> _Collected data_
________

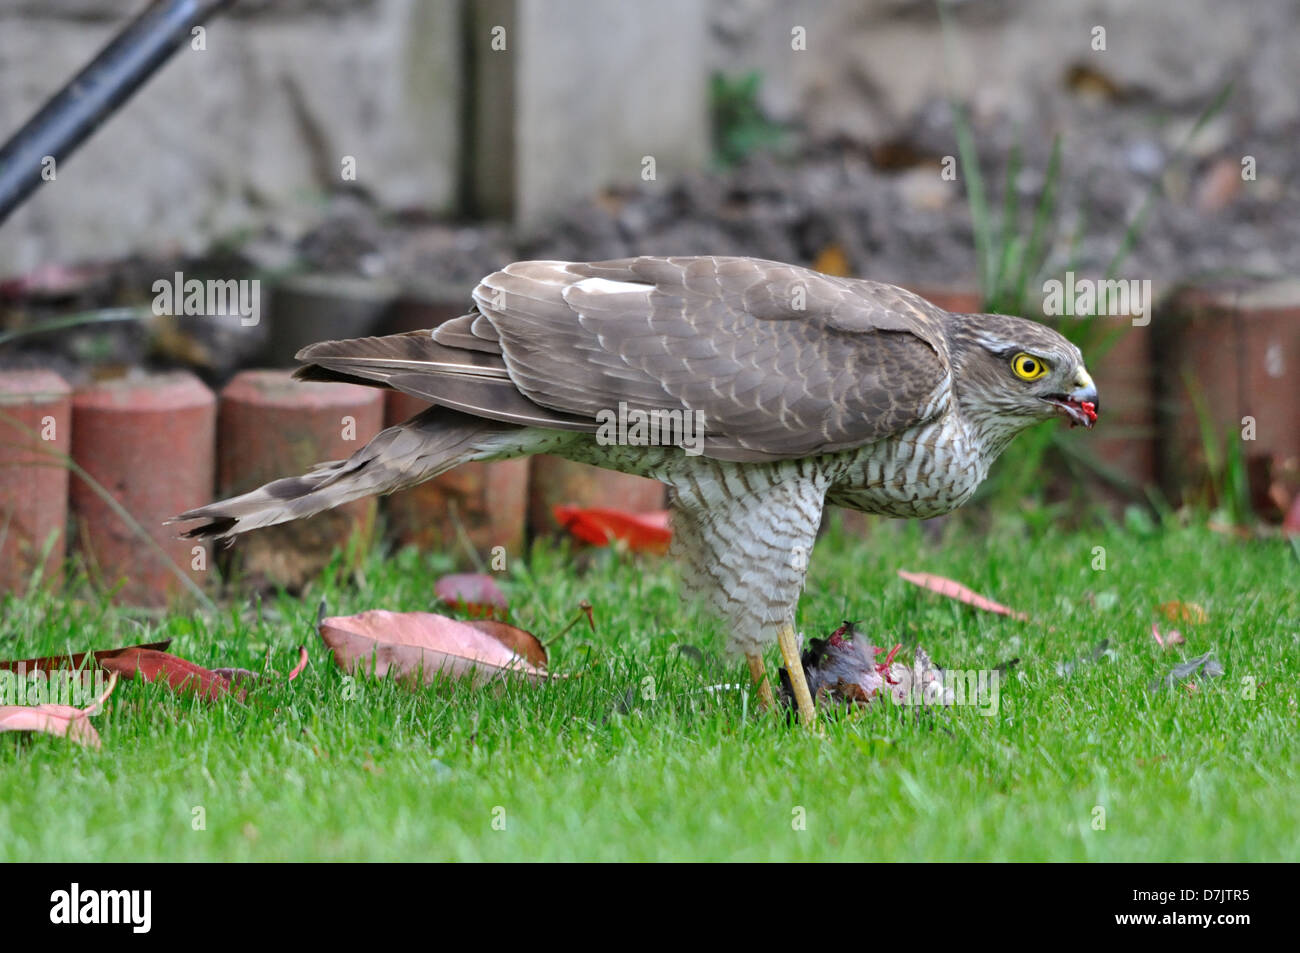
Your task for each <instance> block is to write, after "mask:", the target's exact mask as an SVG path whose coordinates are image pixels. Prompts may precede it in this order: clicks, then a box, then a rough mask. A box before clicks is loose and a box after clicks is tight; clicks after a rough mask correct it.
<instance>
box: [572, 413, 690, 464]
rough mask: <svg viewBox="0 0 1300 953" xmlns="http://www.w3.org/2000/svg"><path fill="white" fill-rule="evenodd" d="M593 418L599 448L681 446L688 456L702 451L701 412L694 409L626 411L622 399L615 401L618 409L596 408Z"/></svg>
mask: <svg viewBox="0 0 1300 953" xmlns="http://www.w3.org/2000/svg"><path fill="white" fill-rule="evenodd" d="M595 420H597V423H598V424H599V428H597V432H595V442H597V443H599V445H601V446H602V447H607V446H614V445H617V446H628V447H681V449H682V450H684V451H686V455H688V456H699V454H702V452H703V451H705V415H703V413H699V412H697V411H692V410H686V408H680V410H672V411H666V410H659V408H655V410H650V411H643V410H638V408H634V407H633V408H630V410H629V408H628V404H627V402H625V400H619V410H617V411H614V410H610V408H604V410H602V411H598V412H597V415H595Z"/></svg>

________

> _EXERCISE_
Exactly how many lines in the data above hold "instance"? State that number only.

> _SOLVED EXERCISE_
2